## EXCERPT PROVIDED
---
These exams were open-note but closed-textbook, which meant that if you simply copied the entire textbook into your notebook you would easily be able to respond accurately to the vast majority of the questions. And if you didn’t, then you were almost guaranteed to fail. This meant that the largest fraction of the variance of grades in the class was determined by whether or not students took the time to do the grueling task of transcribing an entire textbook into their notebooks.

Needless to say, I intensely disliked this approach.

Thankfully, in every bad situation you can always find something good that redeems it a little bit [citation needed]. And in this case, what could be rescued from the situation was the man from Figure 5.9:

Figure 5.9: This man is confused

This must have been around page 150, which dealt with the need for logic. The textbook said, in a very informal way, something along the lines of: “Imagine a man without any logic. This person would have disjointed thoughts with no objectives, and he would be incapable of making sense of anything. The man in question would be confused. See Figure 5.9”

The teacher joked that the man in the figure could be experiencing one of many possible states of mind. His expression is somewhat ambiguous and it is unclear what exactly it adds to the conversation. Likewise, the facial features are not even the most salient component of the picture; his hair looks completely bizarre.

## The Value of Confusion

This picture made me reflect on the difficulty of expressing mental states using drawings and pictures. A facial expression is perhaps a good start. Words, of course, and dialogue can help you trigger an emotion or state of being. But that only takes you so far, and it restricts you to what are largely social emotions.

Confusion, on the other hand, is an umbrella term for many states that are hard to communicate and describe. There is perceptual confusion, emotional confusion, cognitive confusion and even ontological confusion. Each of these varieties contains many flavors; there is a combinatorial explosion of possible reasons for the confusion.

Subjectively, confusion is an extremely interesting state of consciousness, since it spawns a lot of novelty. Even though it can and often is unpleasant (especially when what’s at stake is something one values), confusion comes in all shades of hedonic tone. Pleasant confusion is possible, and indeed it may play an important role in philosophical and spiritual euphoria. Likewise, one can achieve fantastic levels of neutral-valence confusion during meditation (alternating, at times, with states of very high clarity). Epiphanic, wondrous and mystical states are also often proceeded by profound confusion of the ontological kind (where you doubt the deepest background assumptions that provide the stilts upon which your worldview is suspended).
---
## DATA SUPPLIED
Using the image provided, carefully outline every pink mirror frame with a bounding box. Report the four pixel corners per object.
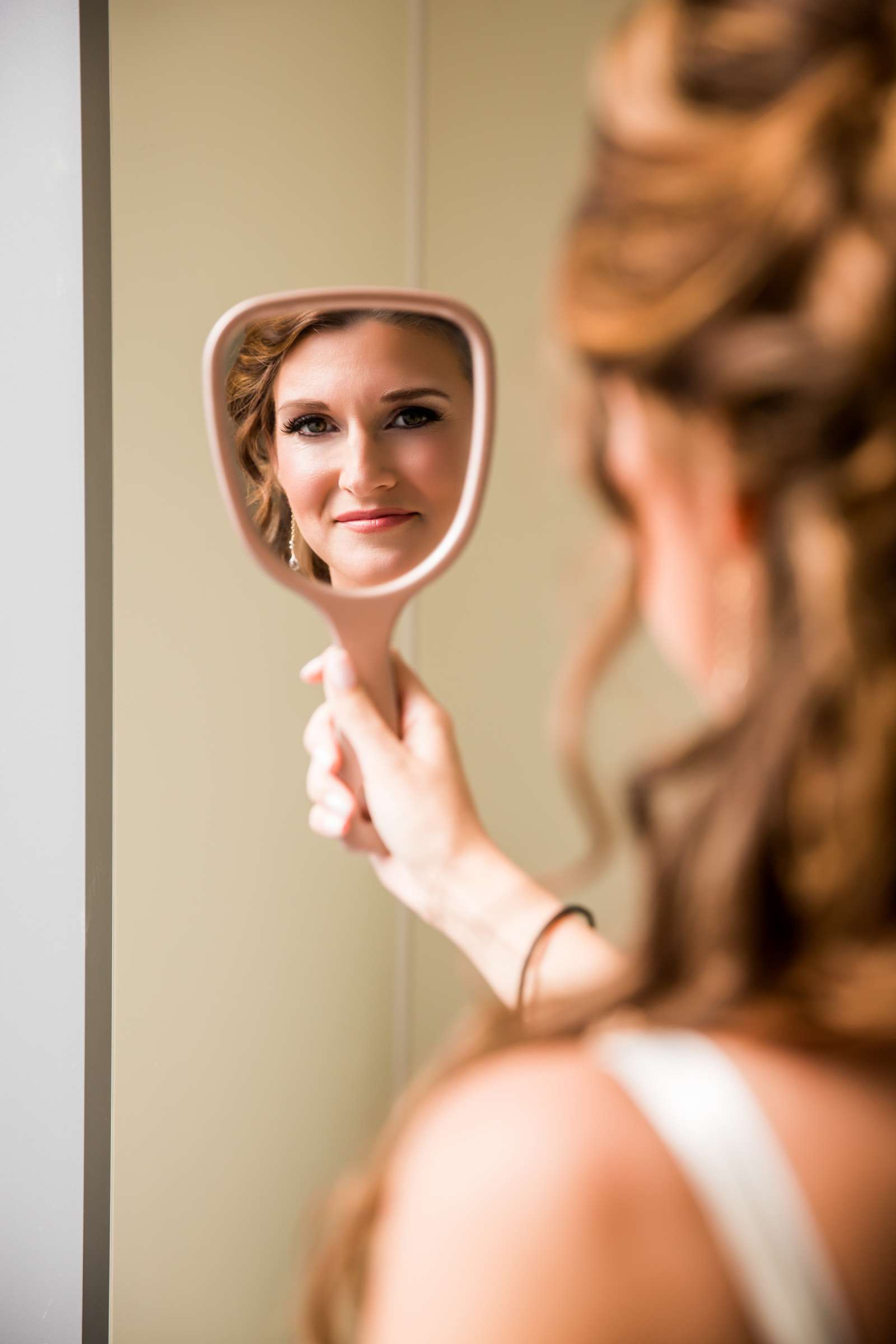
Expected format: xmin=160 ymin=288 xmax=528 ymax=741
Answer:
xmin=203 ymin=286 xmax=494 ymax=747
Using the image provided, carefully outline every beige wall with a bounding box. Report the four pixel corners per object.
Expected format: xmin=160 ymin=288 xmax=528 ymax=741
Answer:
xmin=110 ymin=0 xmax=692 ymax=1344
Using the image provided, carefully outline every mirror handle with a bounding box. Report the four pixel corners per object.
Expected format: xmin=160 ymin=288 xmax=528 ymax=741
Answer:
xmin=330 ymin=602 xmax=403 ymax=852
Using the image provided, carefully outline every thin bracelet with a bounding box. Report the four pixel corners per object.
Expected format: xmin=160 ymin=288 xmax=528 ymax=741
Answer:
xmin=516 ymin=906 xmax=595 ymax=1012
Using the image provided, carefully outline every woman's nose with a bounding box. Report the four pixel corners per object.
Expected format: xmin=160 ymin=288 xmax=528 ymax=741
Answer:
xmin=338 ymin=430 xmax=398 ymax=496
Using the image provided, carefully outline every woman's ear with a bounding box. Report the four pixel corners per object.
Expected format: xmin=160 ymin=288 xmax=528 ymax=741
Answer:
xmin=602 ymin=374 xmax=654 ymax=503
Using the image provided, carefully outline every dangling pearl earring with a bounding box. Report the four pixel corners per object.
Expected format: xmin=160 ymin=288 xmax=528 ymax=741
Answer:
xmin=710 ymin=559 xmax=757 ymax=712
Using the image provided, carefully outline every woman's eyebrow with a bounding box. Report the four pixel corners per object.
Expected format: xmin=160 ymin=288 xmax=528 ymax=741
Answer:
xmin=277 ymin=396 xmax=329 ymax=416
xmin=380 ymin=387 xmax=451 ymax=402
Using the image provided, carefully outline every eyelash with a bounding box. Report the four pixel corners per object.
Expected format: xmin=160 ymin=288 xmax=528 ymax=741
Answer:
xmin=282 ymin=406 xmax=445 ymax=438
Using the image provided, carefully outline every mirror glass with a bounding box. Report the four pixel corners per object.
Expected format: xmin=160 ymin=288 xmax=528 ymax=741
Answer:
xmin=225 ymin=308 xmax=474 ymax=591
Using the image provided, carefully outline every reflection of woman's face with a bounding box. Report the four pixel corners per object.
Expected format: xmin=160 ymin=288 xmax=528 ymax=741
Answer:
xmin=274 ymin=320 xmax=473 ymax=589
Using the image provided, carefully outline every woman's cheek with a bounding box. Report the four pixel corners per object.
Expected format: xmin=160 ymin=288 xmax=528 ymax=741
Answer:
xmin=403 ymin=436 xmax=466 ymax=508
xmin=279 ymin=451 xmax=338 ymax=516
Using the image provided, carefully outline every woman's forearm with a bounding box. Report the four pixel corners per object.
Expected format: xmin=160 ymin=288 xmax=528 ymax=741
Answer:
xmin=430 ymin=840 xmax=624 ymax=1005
---
## WORK TO DO
(1) In the passage on confusion, what determined the largest fraction of the variance of grades in the class?
(2) Please carry the passage on confusion forward with the next few sentences, beginning right after its final sentence.

## ANSWERS
(1) Whether students took the time to transcribe the entire textbook into their notebooks.

(2)
The fact that the texture of one’s experience has information processing properties (aka qualia computing) is itself more evident during states of confusion. For example, when you are confused about the meaning of something, this will have implications for the way you experience language and encode gestalts of experience (ex: “This synesthetic sensation here is usually paired up with meaning, but what is the meaning of it now? Without experiencing the meaning I usually ascribe to the sensation, I can’t compare it to other sensations I’ve had before.”)

Since language and facial expressions have their limitations, one might prefer to communicate confusion and other states using non-symbolic expressions. Visual textural gestalts, it seems to me, may take us the farthest in this direction, at least with the current level of technology (that is, unless we also include music, which itself has textural qualities).

In order to visualize new kinds of confusion, we can project the textural gestalt that the man from Figure 5.9 is experiencing into the picture itself, and imagine that we were given private access to his state of consciousness. We can then experience what it would be like to be him in these different experiential worlds, and introspect on the subjective nature of his confusion.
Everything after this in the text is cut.